Extrait du document.
----
A la somme de toutes ces manifestations diverses que l’on disait subversives, mais dont la subversion molle finit par appauvrir d’autant la contre-culture jusqu’à la convertir en une banalité officielle, l’auteur y ajoute des films, entre autres : Les Valseuses (Avril 1974 – Les valseuses sans gêne) de Bertrand Blier, Le Dernier Tango à Paris de Bertolucci et La Grande Bouffe de Marco Ferreri, Vincent, François, Paul (et les autres pour qui sonne le glas – 20 octobre 1974) de Claude Sautet ou Dupont la joie (26 février 1975 – Nous sommes tous des Dupont Lajoie !) d’Yves Boisset, donnant pour chacun la lecture sociologique qu’il en a. Il y joint quelques apartés sur l’art contemporain dont les dispendieuses colonnes de Daniel Buren7 (juillet 1980 – Buren Royal) dans la cour du Palais Royal, une « laideur qui se pare des atours (artistiques) de la transgression. » Nombreux furent ceux qui s’y opposèrent à tel point que « BHL proposa que les intellectuels se relaient pour assurer la protection du chantier. »

Finalement, quelle que soit la finesse ou la superficialité de l’interprétation, tout ceci reste très intello et illustre parfaitement ce dont Eric Zemmour se défend.
----
Données de l'exercice.
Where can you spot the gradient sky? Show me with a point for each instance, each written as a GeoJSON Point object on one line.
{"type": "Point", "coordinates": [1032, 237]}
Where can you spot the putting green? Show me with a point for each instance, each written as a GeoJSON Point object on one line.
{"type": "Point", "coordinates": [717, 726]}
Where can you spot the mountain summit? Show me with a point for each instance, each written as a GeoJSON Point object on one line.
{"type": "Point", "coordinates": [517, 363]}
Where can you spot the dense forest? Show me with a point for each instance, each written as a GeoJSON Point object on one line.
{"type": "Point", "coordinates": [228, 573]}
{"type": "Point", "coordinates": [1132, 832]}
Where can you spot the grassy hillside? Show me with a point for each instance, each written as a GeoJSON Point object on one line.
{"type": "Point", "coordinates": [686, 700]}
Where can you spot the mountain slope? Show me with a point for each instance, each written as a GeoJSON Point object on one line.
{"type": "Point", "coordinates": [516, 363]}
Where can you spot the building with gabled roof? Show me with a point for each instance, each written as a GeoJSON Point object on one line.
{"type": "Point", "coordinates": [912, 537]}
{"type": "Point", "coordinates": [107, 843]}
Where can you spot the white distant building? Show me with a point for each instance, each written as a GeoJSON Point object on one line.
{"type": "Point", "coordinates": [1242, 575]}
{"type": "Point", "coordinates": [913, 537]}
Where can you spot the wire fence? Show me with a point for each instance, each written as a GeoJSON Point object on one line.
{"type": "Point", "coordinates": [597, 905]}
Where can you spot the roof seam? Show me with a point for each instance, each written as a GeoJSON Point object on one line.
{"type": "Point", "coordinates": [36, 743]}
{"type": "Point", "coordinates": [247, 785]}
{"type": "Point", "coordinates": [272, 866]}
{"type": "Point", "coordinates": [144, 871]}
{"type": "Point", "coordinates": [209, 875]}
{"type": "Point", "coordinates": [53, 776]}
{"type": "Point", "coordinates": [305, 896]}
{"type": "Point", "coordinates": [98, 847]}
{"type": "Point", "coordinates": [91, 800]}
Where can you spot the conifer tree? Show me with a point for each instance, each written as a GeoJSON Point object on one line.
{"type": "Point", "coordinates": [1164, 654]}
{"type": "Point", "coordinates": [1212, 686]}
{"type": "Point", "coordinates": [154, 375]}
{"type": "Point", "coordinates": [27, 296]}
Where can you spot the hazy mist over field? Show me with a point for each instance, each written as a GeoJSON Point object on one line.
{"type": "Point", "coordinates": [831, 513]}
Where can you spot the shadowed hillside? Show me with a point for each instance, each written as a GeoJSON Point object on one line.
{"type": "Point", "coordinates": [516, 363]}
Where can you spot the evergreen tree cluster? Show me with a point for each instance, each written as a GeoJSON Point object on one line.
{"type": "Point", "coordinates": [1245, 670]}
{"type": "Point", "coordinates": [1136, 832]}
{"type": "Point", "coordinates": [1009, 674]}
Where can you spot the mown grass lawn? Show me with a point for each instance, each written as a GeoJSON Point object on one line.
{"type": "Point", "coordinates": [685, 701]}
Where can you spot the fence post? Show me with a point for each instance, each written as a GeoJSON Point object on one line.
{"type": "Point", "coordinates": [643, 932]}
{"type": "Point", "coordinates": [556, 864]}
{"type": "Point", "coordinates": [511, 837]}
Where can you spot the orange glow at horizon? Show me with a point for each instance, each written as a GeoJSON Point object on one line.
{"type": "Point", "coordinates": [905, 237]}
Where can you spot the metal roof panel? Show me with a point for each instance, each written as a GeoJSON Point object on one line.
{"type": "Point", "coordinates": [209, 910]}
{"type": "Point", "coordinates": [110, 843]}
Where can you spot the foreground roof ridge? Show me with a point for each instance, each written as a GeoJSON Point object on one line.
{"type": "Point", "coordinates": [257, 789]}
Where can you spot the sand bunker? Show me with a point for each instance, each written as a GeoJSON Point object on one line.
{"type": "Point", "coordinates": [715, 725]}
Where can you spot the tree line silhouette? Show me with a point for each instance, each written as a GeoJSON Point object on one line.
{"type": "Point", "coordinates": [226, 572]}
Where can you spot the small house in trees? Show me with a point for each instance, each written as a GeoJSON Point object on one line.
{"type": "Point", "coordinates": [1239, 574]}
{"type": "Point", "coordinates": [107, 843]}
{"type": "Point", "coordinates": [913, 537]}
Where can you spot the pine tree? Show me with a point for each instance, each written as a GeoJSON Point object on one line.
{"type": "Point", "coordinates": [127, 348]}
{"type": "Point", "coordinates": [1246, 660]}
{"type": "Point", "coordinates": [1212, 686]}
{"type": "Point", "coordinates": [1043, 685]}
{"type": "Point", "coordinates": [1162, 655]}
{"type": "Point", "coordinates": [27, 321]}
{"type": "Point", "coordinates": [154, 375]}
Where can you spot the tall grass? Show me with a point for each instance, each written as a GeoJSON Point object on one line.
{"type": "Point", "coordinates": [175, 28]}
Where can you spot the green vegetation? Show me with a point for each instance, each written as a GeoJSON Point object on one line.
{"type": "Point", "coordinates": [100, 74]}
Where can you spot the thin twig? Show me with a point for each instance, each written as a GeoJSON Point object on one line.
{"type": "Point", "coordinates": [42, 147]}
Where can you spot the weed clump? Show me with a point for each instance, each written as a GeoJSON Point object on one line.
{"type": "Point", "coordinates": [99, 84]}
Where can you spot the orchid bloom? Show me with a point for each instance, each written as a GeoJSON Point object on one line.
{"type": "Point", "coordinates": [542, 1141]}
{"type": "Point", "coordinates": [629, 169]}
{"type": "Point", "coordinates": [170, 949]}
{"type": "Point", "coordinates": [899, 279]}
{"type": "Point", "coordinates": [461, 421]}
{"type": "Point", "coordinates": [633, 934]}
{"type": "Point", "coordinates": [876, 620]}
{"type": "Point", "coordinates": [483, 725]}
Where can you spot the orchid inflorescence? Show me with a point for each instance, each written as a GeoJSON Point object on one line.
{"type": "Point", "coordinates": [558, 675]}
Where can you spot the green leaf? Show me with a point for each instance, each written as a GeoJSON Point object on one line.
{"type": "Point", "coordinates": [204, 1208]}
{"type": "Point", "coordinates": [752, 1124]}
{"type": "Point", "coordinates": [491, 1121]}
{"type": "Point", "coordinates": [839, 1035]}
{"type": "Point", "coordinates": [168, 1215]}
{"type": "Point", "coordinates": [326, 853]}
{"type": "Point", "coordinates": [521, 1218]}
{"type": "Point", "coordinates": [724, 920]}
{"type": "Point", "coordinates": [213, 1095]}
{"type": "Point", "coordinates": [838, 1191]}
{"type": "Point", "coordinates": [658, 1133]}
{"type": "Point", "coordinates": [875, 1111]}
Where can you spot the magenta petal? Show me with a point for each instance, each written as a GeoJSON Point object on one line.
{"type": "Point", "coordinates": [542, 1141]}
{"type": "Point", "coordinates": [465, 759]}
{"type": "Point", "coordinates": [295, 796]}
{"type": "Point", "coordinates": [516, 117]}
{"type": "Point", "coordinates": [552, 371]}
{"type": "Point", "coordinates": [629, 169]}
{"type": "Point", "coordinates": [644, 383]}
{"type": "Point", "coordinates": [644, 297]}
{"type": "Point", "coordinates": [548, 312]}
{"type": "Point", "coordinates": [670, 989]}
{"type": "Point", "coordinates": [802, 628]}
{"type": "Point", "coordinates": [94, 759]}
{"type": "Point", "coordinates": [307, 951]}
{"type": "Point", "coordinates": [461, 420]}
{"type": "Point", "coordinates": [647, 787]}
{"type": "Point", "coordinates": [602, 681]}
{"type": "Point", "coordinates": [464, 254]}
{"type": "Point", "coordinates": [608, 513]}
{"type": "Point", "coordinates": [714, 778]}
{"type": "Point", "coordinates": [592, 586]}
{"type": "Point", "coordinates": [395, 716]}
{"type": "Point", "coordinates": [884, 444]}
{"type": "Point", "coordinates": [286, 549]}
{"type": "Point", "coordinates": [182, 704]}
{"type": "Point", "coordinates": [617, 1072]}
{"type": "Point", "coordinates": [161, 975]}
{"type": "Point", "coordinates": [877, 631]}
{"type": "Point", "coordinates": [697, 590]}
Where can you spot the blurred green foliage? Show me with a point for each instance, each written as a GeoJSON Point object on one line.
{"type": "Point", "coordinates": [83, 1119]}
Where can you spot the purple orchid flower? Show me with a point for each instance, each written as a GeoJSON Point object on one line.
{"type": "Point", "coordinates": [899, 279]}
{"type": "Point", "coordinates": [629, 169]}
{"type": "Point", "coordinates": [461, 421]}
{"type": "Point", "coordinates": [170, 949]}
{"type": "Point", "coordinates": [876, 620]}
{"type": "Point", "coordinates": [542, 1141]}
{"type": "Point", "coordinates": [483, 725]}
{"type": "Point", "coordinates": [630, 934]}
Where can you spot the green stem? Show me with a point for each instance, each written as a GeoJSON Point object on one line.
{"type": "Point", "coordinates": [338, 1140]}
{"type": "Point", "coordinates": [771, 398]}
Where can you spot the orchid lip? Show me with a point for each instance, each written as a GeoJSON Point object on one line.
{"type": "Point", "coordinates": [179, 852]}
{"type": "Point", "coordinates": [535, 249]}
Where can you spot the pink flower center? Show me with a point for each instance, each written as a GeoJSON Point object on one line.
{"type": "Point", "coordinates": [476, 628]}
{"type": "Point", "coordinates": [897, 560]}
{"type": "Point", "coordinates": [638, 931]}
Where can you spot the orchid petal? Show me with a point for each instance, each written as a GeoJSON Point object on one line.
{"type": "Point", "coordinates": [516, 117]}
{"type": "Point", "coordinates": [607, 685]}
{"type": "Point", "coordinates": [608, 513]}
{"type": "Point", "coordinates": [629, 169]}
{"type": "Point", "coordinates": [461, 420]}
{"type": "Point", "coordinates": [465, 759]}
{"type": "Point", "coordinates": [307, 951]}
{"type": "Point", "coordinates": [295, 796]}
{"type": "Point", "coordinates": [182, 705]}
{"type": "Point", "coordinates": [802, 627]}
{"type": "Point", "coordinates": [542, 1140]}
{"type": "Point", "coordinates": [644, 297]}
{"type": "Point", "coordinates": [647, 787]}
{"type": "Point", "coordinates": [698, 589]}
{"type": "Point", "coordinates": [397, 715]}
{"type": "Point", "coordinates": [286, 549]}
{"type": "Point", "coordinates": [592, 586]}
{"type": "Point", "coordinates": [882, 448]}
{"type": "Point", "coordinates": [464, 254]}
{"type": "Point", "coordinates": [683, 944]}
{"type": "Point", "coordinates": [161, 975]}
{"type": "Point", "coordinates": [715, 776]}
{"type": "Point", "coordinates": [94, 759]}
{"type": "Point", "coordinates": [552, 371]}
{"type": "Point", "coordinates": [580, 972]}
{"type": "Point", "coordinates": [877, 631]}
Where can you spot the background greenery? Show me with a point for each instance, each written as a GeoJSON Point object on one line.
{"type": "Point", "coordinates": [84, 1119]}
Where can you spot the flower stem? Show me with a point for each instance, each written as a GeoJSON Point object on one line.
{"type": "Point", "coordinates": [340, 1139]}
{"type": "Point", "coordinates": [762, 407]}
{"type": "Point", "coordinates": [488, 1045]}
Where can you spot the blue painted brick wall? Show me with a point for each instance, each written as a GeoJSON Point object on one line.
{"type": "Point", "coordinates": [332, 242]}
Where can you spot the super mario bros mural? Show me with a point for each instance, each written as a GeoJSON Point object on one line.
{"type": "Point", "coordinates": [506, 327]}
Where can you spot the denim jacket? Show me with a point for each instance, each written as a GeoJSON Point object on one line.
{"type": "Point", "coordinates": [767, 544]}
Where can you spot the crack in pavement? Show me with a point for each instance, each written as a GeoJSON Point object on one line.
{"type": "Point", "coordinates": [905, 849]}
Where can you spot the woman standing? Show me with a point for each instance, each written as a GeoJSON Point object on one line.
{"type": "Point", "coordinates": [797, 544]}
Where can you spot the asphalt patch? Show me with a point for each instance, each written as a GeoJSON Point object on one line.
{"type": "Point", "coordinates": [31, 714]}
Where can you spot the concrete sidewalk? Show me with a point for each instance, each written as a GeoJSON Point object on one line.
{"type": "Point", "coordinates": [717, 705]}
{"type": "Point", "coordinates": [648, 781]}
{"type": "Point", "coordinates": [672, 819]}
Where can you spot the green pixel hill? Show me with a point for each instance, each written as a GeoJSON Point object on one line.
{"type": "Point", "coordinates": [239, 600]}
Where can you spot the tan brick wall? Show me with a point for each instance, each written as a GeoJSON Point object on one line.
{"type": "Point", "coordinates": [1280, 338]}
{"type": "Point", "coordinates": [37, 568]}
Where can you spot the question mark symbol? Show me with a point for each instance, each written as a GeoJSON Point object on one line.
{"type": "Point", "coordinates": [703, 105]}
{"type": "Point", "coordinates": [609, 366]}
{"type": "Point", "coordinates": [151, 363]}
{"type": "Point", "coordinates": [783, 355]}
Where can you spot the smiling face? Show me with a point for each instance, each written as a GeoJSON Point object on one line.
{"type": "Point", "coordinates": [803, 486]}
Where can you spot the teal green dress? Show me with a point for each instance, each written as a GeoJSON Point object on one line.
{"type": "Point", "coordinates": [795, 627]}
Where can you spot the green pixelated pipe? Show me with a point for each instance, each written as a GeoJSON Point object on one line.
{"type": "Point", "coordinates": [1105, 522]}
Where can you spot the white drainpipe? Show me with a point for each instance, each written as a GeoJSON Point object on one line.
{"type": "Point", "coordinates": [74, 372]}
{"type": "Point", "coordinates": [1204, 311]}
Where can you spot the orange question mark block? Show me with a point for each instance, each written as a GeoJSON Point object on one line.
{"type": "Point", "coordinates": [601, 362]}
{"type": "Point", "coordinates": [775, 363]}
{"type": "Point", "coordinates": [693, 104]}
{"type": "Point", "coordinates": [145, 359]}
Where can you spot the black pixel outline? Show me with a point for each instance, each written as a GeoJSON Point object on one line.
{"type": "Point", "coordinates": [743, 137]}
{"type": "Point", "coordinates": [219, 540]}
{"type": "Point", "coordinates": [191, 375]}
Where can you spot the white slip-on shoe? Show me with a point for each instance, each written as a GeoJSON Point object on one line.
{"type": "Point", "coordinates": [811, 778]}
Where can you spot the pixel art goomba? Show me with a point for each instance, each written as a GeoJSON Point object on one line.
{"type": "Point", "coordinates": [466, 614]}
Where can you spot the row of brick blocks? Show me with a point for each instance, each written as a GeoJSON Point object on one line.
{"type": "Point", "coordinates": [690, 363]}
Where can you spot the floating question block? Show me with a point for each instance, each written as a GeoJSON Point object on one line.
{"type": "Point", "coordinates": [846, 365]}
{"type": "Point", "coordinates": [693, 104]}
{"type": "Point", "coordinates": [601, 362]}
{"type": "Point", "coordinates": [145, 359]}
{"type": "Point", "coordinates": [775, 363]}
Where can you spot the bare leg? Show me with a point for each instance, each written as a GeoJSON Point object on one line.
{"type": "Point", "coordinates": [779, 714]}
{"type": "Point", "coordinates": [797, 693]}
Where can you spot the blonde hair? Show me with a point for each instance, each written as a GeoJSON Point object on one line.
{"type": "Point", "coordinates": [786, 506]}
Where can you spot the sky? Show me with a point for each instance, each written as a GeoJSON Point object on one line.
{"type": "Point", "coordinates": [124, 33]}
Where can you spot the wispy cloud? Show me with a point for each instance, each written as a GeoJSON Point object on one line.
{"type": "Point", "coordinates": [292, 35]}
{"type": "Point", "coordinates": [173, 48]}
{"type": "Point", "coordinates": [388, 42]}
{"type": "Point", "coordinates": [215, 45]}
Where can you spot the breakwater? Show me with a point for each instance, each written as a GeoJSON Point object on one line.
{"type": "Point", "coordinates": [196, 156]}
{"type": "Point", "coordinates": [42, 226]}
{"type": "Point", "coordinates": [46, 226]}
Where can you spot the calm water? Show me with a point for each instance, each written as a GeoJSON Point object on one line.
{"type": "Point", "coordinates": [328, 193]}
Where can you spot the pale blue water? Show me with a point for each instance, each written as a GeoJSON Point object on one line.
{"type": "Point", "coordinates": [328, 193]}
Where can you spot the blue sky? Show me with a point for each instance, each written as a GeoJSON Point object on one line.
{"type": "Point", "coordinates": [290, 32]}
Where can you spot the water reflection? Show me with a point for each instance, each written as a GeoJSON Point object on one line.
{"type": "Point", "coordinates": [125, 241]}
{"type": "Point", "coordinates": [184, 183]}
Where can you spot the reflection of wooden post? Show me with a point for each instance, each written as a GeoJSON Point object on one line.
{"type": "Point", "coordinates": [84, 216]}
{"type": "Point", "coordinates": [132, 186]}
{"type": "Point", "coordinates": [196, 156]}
----
Veuillez recopier l'extrait du document depuis « Finalement, quelle que » jusqu'à « Zemmour se défend. » inclus, en remplaçant « intello » par « intellectuel ».

Réponse finale.
Finalement, quelle que soit la finesse ou la superficialité de l’interprétation, tout ceci reste très intellectuel et illustre parfaitement ce dont Eric Zemmour se défend.